* START ENTRIES SUPPLIED *

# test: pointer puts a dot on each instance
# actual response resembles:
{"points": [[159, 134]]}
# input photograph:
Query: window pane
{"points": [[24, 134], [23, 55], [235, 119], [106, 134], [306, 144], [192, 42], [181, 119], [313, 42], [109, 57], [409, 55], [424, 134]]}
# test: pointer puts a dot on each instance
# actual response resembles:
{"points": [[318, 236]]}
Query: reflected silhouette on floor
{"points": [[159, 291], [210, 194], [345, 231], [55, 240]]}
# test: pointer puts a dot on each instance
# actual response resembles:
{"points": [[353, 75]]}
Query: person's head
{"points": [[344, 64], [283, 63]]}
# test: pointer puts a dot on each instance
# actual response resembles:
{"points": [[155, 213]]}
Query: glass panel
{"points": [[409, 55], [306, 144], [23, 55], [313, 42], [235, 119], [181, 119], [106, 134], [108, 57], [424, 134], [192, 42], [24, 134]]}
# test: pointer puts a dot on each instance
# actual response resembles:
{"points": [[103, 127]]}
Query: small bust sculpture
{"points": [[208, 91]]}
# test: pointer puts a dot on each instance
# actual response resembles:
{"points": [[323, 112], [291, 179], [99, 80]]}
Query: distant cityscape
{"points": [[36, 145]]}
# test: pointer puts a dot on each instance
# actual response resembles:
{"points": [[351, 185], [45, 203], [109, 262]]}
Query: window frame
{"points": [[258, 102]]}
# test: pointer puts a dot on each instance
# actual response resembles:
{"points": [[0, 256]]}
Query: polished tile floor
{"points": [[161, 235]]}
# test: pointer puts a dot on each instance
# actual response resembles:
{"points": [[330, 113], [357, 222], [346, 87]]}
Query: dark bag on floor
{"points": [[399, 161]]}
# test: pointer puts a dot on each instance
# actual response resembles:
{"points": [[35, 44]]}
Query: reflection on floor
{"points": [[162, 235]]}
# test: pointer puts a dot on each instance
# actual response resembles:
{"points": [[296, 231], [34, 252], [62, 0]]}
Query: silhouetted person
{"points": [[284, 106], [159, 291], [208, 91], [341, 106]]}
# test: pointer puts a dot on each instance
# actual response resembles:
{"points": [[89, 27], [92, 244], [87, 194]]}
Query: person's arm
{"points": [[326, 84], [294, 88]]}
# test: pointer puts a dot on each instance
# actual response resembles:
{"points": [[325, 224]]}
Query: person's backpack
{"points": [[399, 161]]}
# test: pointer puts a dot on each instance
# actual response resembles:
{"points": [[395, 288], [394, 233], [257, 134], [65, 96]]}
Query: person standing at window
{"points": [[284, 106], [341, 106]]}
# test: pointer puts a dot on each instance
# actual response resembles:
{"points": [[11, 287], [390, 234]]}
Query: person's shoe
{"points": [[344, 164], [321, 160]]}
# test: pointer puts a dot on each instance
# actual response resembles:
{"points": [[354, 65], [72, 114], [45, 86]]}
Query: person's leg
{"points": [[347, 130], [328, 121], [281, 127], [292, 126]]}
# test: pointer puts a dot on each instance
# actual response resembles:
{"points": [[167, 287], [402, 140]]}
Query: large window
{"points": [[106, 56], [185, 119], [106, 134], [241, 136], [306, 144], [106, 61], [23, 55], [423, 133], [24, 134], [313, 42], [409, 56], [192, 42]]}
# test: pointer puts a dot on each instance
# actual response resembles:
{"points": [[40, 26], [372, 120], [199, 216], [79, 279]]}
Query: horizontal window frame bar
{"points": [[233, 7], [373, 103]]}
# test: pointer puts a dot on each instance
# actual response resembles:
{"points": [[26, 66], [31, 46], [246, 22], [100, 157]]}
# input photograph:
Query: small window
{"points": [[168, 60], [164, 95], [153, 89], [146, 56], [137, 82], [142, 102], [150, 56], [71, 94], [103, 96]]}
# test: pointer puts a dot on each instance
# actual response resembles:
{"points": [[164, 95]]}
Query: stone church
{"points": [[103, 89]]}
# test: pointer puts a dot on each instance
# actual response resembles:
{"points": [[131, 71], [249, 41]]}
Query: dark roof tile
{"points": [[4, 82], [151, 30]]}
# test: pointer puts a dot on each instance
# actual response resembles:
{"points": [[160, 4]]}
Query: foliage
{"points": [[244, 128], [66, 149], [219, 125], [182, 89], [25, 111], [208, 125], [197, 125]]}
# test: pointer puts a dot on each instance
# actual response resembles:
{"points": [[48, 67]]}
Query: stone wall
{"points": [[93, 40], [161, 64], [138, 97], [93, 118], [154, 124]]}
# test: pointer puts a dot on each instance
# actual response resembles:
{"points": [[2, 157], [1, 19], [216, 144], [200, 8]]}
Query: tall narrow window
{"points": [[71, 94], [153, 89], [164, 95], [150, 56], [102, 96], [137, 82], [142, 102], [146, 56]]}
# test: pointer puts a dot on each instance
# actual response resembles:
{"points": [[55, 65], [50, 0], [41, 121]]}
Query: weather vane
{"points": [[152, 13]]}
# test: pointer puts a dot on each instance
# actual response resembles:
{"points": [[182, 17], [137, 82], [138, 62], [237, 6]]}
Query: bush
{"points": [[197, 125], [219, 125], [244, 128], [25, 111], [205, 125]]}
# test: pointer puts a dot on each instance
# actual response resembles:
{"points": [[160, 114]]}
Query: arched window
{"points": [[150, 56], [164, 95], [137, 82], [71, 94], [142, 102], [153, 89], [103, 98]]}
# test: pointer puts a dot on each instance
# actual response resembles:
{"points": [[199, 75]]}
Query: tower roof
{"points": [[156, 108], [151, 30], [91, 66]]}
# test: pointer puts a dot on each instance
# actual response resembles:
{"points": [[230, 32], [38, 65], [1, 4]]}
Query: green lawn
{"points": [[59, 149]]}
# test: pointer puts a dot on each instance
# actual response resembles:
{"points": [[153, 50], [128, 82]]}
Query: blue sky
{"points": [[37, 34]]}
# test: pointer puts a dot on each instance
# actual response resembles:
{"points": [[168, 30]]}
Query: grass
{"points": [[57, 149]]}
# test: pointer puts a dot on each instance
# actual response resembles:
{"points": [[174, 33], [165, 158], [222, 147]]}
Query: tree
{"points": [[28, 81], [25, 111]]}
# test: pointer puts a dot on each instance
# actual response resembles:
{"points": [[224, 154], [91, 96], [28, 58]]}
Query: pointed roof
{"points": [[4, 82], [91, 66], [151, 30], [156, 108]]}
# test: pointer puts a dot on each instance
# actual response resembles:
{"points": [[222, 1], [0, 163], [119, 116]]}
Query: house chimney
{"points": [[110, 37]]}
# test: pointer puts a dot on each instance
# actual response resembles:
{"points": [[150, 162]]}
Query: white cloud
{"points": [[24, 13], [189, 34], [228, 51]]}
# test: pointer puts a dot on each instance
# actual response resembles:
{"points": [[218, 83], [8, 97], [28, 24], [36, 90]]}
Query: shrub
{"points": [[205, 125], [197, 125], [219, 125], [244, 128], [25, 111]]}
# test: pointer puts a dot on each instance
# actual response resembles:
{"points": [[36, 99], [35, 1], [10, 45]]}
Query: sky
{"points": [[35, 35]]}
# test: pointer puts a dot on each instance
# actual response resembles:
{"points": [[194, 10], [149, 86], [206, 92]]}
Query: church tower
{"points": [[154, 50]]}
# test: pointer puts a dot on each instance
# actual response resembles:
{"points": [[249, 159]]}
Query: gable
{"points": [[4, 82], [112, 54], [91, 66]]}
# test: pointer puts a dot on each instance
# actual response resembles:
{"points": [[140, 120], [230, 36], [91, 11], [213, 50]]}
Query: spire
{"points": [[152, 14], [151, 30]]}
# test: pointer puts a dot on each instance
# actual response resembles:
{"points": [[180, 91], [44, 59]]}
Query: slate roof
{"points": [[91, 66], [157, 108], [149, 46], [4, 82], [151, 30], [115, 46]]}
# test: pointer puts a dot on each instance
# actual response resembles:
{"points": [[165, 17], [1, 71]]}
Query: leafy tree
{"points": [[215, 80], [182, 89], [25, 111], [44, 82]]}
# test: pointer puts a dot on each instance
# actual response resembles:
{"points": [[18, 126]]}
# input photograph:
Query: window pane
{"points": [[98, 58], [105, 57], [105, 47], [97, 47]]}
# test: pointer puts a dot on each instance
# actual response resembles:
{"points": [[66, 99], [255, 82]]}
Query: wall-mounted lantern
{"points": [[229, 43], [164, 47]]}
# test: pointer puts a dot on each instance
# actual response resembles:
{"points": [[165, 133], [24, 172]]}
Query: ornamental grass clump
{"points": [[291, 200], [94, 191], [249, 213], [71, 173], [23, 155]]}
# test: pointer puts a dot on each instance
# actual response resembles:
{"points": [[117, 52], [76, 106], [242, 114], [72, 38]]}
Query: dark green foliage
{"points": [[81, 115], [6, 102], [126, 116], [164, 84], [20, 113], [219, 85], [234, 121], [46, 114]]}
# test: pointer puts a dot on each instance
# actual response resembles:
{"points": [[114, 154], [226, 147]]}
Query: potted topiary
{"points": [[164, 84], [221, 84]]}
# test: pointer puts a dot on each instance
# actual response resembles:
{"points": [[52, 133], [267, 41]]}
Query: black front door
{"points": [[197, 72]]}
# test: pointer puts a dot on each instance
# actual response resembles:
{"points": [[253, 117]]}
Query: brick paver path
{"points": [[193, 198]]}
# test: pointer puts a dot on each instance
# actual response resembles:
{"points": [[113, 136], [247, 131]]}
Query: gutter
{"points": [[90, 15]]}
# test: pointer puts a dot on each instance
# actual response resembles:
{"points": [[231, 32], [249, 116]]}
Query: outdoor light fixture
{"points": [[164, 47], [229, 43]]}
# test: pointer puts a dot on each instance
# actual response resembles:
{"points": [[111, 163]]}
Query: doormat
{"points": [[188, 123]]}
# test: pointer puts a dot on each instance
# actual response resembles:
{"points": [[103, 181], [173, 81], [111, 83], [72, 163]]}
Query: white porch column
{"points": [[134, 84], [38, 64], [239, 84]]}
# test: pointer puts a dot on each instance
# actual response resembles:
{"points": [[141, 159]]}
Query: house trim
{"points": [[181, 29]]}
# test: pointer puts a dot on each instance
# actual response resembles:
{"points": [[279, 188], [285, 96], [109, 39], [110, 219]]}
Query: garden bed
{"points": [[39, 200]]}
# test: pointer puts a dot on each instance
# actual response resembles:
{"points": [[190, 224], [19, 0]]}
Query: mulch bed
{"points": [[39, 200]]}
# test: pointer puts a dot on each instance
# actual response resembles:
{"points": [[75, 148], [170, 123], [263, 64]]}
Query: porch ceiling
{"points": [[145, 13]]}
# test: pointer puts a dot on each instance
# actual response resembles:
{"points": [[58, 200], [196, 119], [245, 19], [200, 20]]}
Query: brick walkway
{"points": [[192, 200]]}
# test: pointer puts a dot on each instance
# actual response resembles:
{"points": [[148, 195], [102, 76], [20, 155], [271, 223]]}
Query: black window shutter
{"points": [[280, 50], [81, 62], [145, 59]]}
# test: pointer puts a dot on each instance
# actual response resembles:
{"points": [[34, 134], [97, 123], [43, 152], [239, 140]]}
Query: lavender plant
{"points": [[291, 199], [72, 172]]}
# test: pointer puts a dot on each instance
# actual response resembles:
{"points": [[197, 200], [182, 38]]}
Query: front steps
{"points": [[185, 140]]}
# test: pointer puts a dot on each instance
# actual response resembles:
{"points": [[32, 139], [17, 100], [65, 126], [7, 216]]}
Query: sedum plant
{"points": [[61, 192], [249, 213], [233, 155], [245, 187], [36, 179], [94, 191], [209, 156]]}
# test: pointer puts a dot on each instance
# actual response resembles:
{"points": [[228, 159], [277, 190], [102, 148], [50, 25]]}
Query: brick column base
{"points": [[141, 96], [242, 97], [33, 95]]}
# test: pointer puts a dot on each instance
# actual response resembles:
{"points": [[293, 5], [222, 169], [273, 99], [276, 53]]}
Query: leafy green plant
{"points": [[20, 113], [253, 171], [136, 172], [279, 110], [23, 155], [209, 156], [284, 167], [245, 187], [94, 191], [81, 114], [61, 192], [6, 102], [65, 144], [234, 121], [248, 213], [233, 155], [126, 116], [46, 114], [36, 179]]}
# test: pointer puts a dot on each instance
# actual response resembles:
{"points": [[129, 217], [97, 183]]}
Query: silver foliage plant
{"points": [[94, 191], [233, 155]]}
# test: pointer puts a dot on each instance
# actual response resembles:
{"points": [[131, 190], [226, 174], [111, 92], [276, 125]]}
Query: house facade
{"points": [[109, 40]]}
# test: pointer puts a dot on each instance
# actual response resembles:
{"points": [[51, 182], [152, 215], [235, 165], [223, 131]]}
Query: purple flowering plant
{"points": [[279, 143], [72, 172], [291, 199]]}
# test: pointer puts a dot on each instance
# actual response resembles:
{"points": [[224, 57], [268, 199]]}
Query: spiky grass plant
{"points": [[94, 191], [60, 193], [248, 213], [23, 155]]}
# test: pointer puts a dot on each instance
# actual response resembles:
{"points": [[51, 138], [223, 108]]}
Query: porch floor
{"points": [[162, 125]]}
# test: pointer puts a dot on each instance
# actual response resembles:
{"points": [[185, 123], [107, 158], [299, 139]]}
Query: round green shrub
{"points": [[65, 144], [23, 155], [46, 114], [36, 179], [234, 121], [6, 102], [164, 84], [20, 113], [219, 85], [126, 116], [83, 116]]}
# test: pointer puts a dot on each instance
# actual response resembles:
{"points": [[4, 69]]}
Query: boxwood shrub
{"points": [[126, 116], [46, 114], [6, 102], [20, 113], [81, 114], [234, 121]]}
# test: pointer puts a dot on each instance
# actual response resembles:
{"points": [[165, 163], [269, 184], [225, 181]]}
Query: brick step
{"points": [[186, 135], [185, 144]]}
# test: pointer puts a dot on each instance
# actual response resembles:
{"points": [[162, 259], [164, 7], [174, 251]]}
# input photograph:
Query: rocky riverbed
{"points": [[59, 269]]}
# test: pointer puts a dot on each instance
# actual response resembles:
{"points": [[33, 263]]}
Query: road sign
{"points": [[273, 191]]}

* END ENTRIES SUPPLIED *

* **GOAL OF THE EXERCISE**: State how many lines of the listing contain the word "tower". Reply with the number alone.

* **COMPLETE ANSWER**: 2